### Directive
Show every line below that contains the word "blurred". Case counts.

### Data shown
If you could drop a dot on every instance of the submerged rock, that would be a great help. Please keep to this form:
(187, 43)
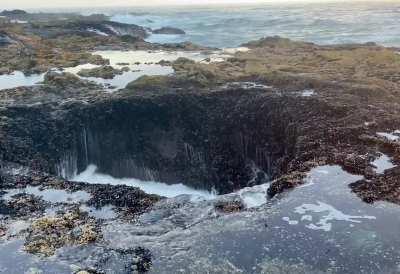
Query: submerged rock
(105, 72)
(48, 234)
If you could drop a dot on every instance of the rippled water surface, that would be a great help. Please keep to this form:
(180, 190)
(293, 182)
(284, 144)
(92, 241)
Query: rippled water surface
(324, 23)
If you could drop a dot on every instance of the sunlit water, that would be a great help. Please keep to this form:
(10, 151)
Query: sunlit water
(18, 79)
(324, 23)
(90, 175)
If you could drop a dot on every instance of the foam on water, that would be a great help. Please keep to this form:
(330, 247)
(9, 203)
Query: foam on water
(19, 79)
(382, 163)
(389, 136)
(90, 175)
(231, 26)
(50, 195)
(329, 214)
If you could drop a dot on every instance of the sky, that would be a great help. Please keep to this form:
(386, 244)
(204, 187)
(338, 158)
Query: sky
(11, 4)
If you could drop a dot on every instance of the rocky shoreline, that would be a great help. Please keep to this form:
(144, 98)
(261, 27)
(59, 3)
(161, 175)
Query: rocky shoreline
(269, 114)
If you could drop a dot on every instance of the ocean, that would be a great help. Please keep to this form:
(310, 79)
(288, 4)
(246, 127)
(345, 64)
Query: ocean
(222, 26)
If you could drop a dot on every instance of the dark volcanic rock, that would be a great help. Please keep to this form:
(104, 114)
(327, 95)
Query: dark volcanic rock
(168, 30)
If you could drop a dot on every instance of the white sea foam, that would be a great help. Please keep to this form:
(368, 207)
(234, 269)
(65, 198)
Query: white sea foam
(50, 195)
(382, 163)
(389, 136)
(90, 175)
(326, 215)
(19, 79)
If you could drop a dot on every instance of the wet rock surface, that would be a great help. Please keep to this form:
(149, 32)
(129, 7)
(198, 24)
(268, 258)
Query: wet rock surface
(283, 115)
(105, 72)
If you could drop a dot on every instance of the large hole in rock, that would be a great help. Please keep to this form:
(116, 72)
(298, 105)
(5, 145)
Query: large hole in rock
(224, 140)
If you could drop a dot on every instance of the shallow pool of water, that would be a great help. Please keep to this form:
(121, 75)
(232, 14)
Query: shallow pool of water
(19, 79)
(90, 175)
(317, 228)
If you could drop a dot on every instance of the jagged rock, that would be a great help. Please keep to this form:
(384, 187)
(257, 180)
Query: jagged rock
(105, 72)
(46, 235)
...
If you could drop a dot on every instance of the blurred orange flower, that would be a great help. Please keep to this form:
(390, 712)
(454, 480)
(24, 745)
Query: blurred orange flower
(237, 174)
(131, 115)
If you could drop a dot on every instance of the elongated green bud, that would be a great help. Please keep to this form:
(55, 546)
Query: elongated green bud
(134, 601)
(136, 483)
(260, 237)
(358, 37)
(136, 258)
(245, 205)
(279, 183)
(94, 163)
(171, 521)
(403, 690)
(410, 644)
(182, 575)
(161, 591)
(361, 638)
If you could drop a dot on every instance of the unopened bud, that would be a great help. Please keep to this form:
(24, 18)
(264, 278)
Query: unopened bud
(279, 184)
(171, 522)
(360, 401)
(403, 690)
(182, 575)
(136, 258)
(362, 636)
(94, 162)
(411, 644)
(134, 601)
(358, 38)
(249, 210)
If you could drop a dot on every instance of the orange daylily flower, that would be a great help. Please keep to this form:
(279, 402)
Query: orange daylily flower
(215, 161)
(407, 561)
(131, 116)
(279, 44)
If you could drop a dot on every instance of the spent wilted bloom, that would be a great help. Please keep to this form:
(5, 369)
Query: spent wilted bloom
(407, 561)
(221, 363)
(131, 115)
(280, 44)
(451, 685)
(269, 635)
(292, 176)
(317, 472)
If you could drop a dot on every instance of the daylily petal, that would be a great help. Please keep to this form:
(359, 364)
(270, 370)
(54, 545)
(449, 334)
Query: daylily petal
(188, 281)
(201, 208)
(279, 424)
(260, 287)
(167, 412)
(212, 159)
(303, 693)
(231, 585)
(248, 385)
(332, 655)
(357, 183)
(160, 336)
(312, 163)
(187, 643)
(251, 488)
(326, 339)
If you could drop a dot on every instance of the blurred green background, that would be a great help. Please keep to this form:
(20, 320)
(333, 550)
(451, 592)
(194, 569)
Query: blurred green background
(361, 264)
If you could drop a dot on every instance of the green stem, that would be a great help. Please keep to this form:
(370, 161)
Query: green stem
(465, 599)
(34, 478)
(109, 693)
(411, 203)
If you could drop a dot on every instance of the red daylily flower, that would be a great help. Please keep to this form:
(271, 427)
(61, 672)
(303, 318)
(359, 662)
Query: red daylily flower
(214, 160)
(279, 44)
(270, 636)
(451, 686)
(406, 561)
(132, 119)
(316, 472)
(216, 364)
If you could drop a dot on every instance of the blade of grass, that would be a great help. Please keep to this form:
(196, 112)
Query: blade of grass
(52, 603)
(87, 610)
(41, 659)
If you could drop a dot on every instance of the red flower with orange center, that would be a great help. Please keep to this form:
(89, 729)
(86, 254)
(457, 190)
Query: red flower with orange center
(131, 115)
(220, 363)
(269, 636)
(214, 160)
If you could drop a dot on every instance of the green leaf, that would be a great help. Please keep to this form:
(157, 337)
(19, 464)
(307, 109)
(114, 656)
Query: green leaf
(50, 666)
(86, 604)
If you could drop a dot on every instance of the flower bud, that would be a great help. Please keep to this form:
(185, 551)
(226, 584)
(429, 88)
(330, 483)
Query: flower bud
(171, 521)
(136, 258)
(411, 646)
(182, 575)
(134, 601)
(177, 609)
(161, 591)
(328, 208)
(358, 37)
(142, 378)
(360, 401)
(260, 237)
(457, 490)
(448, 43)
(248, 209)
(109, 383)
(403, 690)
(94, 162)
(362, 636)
---
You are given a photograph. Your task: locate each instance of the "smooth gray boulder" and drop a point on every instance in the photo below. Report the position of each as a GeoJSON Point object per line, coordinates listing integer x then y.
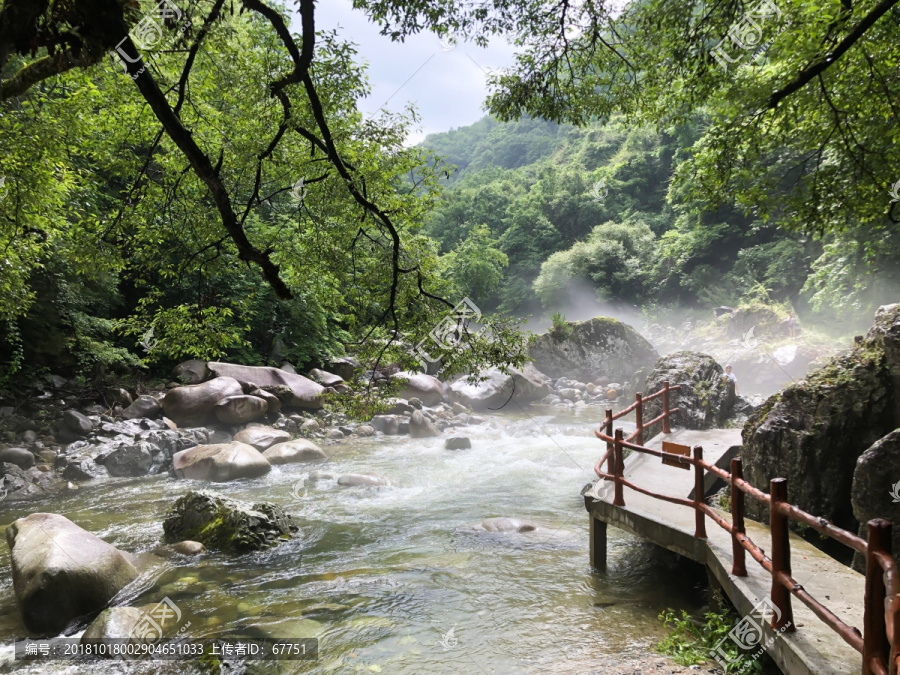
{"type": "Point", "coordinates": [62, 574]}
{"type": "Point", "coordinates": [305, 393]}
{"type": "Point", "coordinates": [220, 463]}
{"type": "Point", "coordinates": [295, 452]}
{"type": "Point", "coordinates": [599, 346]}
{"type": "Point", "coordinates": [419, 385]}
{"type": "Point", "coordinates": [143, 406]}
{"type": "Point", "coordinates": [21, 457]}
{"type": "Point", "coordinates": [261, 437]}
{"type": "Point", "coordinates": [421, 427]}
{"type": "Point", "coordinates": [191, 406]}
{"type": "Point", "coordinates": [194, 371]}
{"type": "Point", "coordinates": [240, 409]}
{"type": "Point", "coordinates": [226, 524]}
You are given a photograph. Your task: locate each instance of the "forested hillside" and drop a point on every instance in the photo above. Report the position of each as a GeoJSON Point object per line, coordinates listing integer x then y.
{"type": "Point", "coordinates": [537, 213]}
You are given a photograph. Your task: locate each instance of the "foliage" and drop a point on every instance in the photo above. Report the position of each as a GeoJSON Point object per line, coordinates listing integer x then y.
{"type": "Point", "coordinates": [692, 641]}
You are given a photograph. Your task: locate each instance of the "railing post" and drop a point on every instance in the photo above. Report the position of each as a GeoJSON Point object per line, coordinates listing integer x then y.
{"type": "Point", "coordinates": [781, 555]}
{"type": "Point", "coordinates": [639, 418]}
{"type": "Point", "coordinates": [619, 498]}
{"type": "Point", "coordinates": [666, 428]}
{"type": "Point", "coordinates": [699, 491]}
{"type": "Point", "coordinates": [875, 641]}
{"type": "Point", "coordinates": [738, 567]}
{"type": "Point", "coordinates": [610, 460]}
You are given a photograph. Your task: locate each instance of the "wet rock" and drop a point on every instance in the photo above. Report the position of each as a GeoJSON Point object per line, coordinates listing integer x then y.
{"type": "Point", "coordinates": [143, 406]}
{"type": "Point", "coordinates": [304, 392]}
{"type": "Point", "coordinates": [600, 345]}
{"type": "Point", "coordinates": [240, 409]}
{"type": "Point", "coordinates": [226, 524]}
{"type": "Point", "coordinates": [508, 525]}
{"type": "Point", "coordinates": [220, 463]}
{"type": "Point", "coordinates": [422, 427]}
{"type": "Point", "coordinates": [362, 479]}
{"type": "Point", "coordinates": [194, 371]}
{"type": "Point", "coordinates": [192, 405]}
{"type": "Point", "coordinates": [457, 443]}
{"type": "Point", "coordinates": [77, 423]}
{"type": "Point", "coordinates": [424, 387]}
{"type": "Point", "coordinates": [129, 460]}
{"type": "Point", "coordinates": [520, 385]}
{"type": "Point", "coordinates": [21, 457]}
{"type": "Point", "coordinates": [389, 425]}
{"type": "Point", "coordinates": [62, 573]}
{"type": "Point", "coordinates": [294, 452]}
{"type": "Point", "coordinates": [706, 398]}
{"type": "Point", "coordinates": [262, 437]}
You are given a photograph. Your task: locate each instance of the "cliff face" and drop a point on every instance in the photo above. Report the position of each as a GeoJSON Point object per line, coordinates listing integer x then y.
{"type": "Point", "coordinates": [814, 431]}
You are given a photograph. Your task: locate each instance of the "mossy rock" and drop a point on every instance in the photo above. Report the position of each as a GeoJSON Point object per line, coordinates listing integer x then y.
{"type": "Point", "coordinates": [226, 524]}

### Completed exercise
If you could drop a dot on every instance of the blurred orange flower, that would be a great help. Please keep to this form:
Query: blurred orange flower
If you could drop a dot on every instance of the blurred green background, that would be a great help. Please keep to this form:
Query: blurred green background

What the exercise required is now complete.